Short problem
Reproduce all of the lines below, requests included, and offset every coordinate in the answer points by -72. Leave everything else unchanged.
==========
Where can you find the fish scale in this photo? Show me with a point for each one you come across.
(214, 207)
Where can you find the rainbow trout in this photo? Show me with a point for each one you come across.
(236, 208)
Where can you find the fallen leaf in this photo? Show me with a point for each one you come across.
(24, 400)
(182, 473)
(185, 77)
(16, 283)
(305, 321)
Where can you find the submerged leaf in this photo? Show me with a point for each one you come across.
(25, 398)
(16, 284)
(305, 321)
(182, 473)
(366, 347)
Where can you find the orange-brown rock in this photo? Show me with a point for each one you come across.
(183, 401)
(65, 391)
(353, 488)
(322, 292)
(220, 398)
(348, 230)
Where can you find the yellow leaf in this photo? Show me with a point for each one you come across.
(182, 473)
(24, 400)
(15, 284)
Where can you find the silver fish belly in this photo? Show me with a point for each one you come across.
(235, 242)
==========
Result for this exercise
Where can you find the fish scale in this photo? Show me with a point for each one you come across.
(142, 135)
Where can you find the rainbow trout in this photo? Show me with a point for each one you come across.
(164, 136)
Where can you find the fallen leaf in this photo? Show me with a point for each one you come across.
(-48, 328)
(110, 401)
(113, 5)
(-56, 211)
(233, 249)
Where can you find the submerged leaf in this photo? Show me with a point for each one you come across.
(-47, 326)
(-56, 212)
(233, 249)
(110, 401)
(294, 275)
Where can you find the orange-brown rock in this photo? Show me with a point for each one you come across.
(111, 329)
(-7, 319)
(281, 416)
(250, 220)
(148, 326)
(276, 158)
Where can you find the yellow leaf in this photo? Show me with a point for each one you come across.
(110, 401)
(-48, 328)
(-57, 212)
Where can you find the silver fish belly in this photo? Show me with a point for each one you come across.
(163, 170)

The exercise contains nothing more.